**Required work**
a – Sum up the excerpt on saccade testing in PSP in two sentences.
b – In the excerpt on saccade testing in PSP, what was done to rule out confounding subclinical ocular pathologies?
c – Copy the stretch of the excerpt on saccade testing in PSP from "The ability of" through "or laptop computer.".

Test-retest reliability of behavioral saccade measures in PSP

Both vertical and horizontal behavioral tests demonstrated good test-retest reliability in the total sample, which is shown in Fig. 1c (vertical ICC = 0.948; 95% CI [0.856, 0.982]; horizontal ICC = 0.922, 95% CI [0.741, 0.975]). Figure 1c Also illustrates stability of individual performance across both time points without indication of practice effects.

Discussion

In this cross-sectional study of 15 subjects, we found that reflexive vertical prosaccade latency detected by the computerized behavioral paradigm discriminated probable PSP-RS from Parkinson’s disease (PIGD subtype) and healthy age-matched controls. This pilot study is the first to discriminate subjects with PSP from the PD-PIGD subtype using behavioral saccade measures. We tested all subjects off levodopa, allowing for a more equal comparison between groups, and included a dilated fundus examination to rule out confounding subclinical ocular pathologies. We also found that behavioral measures correlate strongly with existing clinical scales for eye movement abnormalities in PSP and demonstrate good test-retest reliability.

The ability of computerized behavioral measurements of vertical reflexive saccade latency to reliably discriminate probable PSP-RS from PD-PIGD subtype in this small, proof-of-concept study has practical importance. Clinical ratings of saccades are subject to variation between raters at milder levels of impairment (Additional file 1: Table S1). Unlike ordinal scales, the computerized behavioral paradigm mimics saccade testing in the clinic, but provides a continuous quantitative measure that could prove useful in clinical trials as a marker of disease progression. Behavioral testing of reflexive vertical saccade latency can be implemented in less than 5 min and requires minimal training and a standard PC or laptop computer.

**Information given**
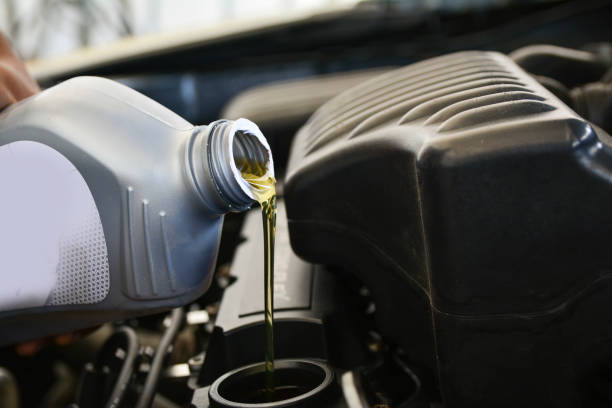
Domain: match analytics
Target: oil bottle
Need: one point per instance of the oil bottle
(111, 205)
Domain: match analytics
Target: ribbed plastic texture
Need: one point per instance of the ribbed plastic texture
(83, 273)
(448, 93)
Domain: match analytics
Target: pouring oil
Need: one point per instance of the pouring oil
(264, 189)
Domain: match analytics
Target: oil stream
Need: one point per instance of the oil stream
(263, 187)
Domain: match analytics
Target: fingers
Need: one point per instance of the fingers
(15, 82)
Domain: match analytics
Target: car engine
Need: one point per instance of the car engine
(441, 242)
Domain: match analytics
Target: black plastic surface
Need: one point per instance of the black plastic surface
(476, 207)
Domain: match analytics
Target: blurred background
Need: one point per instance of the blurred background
(43, 28)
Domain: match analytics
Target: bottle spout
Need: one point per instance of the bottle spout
(214, 156)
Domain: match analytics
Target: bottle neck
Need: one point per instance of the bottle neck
(211, 156)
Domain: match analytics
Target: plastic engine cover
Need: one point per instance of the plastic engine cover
(476, 206)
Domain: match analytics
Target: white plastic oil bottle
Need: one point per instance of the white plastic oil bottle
(111, 205)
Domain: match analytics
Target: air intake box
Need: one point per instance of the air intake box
(477, 207)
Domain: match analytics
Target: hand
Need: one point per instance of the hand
(15, 82)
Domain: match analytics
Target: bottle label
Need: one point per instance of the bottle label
(52, 245)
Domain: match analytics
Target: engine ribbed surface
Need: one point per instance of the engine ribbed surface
(450, 93)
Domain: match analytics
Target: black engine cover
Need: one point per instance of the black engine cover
(476, 206)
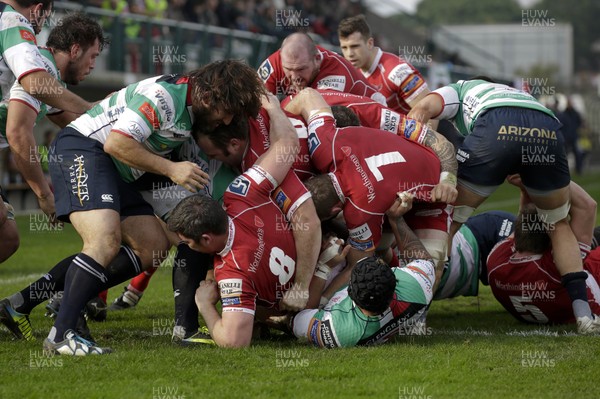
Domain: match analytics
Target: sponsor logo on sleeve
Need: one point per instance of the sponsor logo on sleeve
(361, 233)
(239, 186)
(148, 112)
(313, 142)
(389, 120)
(412, 84)
(258, 222)
(399, 73)
(326, 335)
(409, 127)
(135, 130)
(265, 70)
(231, 291)
(361, 246)
(231, 301)
(334, 82)
(27, 35)
(282, 200)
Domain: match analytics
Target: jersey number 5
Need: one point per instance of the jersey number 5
(376, 161)
(281, 265)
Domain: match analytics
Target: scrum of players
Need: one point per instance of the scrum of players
(319, 195)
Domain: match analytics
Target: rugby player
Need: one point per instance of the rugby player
(505, 132)
(300, 63)
(240, 145)
(393, 76)
(21, 60)
(125, 135)
(364, 170)
(254, 259)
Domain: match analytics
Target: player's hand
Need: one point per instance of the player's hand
(270, 102)
(402, 205)
(189, 176)
(294, 299)
(47, 204)
(207, 293)
(418, 115)
(444, 192)
(515, 180)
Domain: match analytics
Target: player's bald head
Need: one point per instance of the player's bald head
(298, 44)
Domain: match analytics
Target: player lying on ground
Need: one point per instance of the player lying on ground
(377, 302)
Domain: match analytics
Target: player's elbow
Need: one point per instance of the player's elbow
(305, 218)
(112, 146)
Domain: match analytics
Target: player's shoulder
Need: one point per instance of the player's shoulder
(501, 252)
(10, 18)
(272, 64)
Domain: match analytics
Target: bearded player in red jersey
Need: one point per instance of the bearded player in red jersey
(254, 259)
(240, 146)
(300, 63)
(364, 170)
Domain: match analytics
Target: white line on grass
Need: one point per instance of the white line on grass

**Responses for each task**
a – In a study of 15 subjects, a computerized behavioral test of reflexive vertical prosaccade latency told apart probable PSP-RS from the PIGD subtype of Parkinson's disease and from healthy age-matched controls. The behavioral measures matched existing clinical scales closely and showed good test-retest reliability, and the test takes less than 5 minutes on a standard PC or laptop with minimal training.

b – A dilated fundus examination was included.

c –
The ability of computerized behavioral measurements of vertical reflexive saccade latency to reliably discriminate probable PSP-RS from PD-PIGD subtype in this small, proof-of-concept study has practical importance. Clinical ratings of saccades are subject to variation between raters at milder levels of impairment (Additional file 1: Table S1). Unlike ordinal scales, the computerized behavioral paradigm mimics saccade testing in the clinic, but provides a continuous quantitative measure that could prove useful in clinical trials as a marker of disease progression. Behavioral testing of reflexive vertical saccade latency can be implemented in less than 5 min and requires minimal training and a standard PC or laptop computer.